**DOCUMENT SEGMENT:**
::::::::::

FITTI, she explains, is one solution. The fitness programme is for everyone, regardless of whether they’re queer or not, or what fitness level they are at.

It can be accessed on a laptop or phone, at home or in the gym. Those who aren’t fitness fanatics needn’t even get dumbbells – a couple tins of beans would work just as well. There’s full, hour-long sessions, or far shorter workout options, too.

Nick Collier, aka Ella Vaday our of drag, in a blue vest and black shorts for FITTI.
You can also take on the Nick Collier workout programme on FITTI. (Supplied)

“I really want to spread the message that exercise is so good for you, for your mental health, your physical health,” she urges. “Everyone’s got a little bit scared of it due to a lot of really boring exercise programmes out there. We’ve lost the fun, and I think to want to exercise, you’ve got to enjoy it. It’s got to be a bit more fun!”

While the Nick side of the fitness plan is a little more intense, the Ella Vaday side is all about the B.D.E. “You get to watch me doing sit ups in a corset,” she laughs. “I mean, that’s not recommended, but that’s what I do!”

It’s been nearly two years since Ella came inches away from snatching the Drag Race UK season three crown, just losing out to a then 19-year-old Krystal Versace. Though she didn’t take the title, she became a winner anyway. 

Alongside taking on fundraising for charities close to her and her family’s hearts, like Cancer Research UK and Alzheimer’s Society, she’s also been nominated for a Queerty award, and will soon make a pretty huge return to our screens.

No, not for All Stars – Ella Vaday is about to become a film star. She’s featured in Adam Deacon’s Sumotherhood, a hilarious crime parody and the follow up to the 2011 hit Anuvahood, alongside the likes of Ed Sheeran, Jeremy Corbyn, and Jennifer Saunders. It’s out on 13 October.

She plays a drag performer working in a club, but this isn’t just another drunk drag queen film sequence. Ella’s name is featured on the film’s poster, and she stars in its trailer.

“The part is quite a naughty character. It’s not me, it’s not the Ella Vaday that you’d know from Drag Race UK,” she says. In the trailer, she appears alongside British rapper Lethal Bizzle in a dingy club loo. “Imagine two people that are not from the same world in a toilet cubicle. The jokes write themselves,” she says with a chuckle.

Could a Hollywood career be on the cards, then? “I don’t know if I’m right in saying this, but I think I might be the first Drag Race UK queen to be in a feature film,” she says. It’s a direction she’s more than happy to continue in.

“I love acting. [I’m] just just waiting for the right roles to come along, really. Whether it’s in drag, out of drag or both,” she explains. Later this year, she’ll appear as Nick on ITV’s festive dancing series The Real Full Monty.

“I’d love to move into more films and TV. Once all the [actors’] strikes have finished in America, I’m gonna go over to the US [and] do lots of meetings, and see how we go.”

Ella Vaday’s FITTI is available now.

::::::::::

**DATA FOR REVIEW:**
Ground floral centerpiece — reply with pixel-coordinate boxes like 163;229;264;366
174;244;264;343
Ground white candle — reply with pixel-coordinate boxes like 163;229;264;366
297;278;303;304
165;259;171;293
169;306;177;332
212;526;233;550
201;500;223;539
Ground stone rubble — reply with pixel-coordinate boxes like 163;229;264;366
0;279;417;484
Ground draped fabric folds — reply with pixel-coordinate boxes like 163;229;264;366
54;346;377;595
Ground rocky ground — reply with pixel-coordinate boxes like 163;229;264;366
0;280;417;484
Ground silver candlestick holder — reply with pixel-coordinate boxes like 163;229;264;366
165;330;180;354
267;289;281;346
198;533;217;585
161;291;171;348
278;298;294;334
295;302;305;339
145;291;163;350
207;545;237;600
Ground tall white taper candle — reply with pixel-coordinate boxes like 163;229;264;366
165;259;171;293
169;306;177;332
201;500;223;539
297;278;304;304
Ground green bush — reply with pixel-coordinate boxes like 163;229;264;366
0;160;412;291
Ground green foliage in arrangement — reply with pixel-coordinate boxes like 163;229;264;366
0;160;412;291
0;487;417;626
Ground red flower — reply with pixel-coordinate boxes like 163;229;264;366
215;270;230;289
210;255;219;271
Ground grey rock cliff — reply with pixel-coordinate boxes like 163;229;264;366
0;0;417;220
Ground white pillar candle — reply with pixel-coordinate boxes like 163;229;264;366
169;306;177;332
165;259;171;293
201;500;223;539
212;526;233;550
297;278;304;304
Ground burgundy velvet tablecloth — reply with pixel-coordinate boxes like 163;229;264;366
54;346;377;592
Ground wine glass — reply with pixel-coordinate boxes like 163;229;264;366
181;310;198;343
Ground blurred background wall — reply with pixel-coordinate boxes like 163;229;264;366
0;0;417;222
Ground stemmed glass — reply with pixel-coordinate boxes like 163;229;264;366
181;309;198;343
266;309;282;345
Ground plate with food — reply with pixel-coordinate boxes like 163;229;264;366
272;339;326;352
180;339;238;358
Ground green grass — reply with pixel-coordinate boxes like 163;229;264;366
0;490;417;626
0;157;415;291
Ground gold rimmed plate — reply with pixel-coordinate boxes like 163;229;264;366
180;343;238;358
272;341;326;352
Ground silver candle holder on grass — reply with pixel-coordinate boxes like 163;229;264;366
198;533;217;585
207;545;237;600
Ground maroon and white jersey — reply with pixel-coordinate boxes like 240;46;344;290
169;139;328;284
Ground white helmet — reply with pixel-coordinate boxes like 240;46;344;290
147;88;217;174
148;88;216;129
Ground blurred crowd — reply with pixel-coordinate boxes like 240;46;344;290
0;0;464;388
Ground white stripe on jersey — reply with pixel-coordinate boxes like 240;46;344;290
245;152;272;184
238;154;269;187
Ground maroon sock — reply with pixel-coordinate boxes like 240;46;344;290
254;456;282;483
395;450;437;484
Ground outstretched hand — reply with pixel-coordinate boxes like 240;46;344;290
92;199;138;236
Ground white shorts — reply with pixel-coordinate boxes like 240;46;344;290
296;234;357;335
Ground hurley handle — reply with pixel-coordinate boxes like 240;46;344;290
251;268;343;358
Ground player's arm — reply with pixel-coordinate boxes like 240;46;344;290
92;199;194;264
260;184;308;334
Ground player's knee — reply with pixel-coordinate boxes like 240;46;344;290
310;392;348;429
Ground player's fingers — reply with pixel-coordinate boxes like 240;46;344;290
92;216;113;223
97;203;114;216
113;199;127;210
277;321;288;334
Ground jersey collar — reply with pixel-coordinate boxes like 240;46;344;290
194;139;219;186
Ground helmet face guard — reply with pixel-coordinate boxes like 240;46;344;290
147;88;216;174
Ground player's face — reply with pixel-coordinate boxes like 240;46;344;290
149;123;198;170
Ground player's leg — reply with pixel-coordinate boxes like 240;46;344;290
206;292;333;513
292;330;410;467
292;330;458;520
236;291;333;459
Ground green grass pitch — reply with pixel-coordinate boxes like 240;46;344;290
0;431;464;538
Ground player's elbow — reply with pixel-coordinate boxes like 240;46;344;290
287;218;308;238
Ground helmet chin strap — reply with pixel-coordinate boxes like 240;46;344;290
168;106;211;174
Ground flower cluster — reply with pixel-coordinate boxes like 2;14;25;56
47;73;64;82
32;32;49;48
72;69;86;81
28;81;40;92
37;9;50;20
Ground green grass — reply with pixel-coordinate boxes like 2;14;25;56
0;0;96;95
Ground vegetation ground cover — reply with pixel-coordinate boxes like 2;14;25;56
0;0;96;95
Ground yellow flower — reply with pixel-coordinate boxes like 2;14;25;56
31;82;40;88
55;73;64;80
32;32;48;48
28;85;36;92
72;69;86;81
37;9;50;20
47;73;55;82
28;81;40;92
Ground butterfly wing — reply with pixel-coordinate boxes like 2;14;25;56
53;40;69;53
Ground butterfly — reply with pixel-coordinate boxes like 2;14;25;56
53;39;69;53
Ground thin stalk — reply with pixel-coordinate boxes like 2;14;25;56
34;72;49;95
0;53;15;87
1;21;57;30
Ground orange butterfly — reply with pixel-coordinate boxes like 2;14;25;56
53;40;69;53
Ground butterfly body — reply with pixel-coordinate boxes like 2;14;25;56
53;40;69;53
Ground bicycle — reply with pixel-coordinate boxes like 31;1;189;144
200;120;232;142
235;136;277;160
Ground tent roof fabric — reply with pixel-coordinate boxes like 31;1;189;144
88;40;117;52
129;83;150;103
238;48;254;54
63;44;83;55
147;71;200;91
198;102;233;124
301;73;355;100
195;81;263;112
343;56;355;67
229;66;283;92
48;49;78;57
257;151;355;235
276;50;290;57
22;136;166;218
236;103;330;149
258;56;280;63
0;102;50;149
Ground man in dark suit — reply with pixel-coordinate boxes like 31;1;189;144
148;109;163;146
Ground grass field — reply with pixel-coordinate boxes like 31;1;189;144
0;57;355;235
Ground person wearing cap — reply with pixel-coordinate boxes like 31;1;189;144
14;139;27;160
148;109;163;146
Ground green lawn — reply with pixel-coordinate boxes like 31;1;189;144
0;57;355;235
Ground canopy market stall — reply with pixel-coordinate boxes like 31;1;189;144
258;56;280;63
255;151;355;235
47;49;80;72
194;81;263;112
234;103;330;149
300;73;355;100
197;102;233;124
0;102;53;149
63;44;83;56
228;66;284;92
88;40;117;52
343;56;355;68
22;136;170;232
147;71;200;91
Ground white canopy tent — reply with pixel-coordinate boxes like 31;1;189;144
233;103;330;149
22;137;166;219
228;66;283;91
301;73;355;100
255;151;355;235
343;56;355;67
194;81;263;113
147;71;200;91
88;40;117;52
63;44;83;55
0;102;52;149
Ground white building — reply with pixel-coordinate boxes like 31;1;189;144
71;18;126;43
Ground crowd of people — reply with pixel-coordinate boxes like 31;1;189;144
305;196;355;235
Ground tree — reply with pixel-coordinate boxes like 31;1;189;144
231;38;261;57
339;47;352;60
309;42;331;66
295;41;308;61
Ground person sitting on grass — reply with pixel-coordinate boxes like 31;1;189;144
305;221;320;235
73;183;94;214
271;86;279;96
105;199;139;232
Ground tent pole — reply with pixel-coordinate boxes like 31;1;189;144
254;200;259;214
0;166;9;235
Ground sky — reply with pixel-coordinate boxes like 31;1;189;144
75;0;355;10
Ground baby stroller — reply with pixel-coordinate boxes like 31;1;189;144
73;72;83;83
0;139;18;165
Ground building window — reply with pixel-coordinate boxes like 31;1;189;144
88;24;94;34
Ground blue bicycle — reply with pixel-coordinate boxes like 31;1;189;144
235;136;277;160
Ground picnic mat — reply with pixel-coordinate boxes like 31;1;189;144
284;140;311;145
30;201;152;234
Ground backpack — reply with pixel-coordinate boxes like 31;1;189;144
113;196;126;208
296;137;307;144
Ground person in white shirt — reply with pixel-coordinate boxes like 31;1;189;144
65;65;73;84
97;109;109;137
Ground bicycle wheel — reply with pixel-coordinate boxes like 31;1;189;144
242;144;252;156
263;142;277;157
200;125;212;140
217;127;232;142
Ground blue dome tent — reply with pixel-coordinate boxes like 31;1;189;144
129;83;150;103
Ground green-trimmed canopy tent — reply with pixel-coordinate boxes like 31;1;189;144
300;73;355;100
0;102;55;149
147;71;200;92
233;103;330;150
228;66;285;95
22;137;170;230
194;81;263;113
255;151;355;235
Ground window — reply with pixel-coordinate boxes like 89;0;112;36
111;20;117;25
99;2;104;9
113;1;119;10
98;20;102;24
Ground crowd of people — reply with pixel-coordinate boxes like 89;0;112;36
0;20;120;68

::::::::::

**TASK GOAL:** In the article on Ella Vaday, what does she say people who aren't fitness fanatics could use instead of dumbbells? The items are separate material unrelated to the article.

**WRITTEN REPLY:** A couple of tins of beans.